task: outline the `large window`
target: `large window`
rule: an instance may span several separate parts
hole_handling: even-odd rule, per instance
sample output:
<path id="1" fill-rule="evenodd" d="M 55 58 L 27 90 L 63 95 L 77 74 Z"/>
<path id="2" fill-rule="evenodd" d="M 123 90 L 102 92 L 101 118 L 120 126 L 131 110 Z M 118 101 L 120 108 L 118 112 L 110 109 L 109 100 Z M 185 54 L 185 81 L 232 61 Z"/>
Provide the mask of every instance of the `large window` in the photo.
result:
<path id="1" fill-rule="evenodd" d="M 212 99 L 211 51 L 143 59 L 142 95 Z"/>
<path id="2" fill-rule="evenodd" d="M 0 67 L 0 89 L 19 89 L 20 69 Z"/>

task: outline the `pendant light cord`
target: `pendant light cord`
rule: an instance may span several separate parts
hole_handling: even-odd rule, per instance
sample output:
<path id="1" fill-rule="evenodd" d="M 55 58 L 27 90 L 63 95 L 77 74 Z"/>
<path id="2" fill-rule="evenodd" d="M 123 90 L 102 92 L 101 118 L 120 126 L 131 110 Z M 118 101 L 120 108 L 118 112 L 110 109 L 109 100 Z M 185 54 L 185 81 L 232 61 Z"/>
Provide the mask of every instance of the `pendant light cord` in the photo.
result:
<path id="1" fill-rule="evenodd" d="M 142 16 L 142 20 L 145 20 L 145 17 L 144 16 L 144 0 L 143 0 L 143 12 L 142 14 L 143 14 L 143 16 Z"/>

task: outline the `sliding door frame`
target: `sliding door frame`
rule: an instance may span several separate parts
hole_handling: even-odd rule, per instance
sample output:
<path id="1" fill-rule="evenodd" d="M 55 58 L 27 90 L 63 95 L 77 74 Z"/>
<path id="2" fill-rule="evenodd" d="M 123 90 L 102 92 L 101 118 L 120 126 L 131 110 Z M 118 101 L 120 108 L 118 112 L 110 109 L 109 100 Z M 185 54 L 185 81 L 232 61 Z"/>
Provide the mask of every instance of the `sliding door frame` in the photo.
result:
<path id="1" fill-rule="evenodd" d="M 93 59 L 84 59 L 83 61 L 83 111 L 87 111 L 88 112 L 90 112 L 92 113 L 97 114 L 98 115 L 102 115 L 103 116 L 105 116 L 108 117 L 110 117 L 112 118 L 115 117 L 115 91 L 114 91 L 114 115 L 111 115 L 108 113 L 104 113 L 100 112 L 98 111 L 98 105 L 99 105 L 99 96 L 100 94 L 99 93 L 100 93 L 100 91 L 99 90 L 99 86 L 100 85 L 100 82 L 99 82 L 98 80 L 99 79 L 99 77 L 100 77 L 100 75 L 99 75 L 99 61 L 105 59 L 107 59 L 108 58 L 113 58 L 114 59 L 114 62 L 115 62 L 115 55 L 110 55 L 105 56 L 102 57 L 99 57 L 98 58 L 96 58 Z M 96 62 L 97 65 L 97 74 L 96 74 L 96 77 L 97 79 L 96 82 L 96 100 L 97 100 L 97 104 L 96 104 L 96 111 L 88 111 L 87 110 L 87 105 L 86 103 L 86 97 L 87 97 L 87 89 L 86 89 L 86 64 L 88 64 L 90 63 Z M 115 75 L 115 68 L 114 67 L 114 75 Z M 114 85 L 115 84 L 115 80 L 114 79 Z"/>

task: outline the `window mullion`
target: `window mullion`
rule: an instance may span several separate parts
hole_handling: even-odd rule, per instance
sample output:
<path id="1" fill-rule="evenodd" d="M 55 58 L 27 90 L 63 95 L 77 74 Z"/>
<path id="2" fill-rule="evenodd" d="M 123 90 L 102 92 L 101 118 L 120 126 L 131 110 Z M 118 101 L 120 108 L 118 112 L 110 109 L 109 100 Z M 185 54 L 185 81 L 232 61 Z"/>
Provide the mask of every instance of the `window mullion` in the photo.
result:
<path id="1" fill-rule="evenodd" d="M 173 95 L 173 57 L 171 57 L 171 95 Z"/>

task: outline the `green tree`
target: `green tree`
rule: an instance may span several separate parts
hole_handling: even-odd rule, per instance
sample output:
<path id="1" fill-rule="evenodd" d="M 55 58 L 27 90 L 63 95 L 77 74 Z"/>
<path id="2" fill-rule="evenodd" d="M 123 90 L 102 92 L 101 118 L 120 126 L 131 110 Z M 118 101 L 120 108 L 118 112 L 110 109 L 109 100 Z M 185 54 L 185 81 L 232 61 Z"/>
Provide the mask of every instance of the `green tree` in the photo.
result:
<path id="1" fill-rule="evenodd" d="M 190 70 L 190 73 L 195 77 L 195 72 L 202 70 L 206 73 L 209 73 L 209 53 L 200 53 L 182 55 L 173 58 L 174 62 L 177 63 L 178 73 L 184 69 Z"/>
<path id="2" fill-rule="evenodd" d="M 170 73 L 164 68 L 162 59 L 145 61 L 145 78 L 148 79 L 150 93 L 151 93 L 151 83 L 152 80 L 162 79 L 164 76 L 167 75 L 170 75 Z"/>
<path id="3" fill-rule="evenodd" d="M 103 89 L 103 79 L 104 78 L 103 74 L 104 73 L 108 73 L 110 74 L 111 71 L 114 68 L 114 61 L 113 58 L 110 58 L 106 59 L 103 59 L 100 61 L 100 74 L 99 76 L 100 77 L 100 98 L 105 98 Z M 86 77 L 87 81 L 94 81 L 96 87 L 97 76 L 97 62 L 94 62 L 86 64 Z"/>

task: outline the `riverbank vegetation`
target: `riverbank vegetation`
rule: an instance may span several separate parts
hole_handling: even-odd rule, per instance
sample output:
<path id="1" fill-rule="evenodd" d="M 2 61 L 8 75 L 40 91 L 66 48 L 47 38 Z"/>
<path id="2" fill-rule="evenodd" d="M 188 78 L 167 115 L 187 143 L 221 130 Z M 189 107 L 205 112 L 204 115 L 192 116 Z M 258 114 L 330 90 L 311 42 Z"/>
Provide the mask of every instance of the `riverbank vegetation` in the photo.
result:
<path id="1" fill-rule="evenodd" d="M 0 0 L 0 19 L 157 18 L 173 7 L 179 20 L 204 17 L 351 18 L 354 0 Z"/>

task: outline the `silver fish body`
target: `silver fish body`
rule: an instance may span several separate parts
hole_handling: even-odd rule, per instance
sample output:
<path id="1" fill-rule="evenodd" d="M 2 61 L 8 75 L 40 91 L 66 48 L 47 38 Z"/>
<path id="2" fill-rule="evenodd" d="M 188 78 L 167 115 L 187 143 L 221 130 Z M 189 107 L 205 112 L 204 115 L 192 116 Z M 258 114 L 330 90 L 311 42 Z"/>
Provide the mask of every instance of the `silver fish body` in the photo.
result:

-*-

* Stated task *
Copy out, line for line, the stretch of the entries from their very beginning through the line that contains "0 67 L 0 89".

* Exercise solution *
task: outline the `large window`
target: `large window`
rule: an instance may span several separate parts
hole_handling: even-odd rule, per instance
sample output:
<path id="1" fill-rule="evenodd" d="M 55 58 L 27 90 L 63 95 L 77 74 Z"/>
<path id="2" fill-rule="evenodd" d="M 123 90 L 102 92 L 101 118 L 120 126 L 131 110 Z M 118 101 L 120 108 L 118 112 L 110 109 L 109 100 Z M 185 54 L 185 81 L 232 61 Z"/>
Provide the mask of every instance of the `large window` in the photo.
result:
<path id="1" fill-rule="evenodd" d="M 212 99 L 211 51 L 143 59 L 142 95 Z"/>
<path id="2" fill-rule="evenodd" d="M 0 67 L 0 89 L 19 89 L 20 69 Z"/>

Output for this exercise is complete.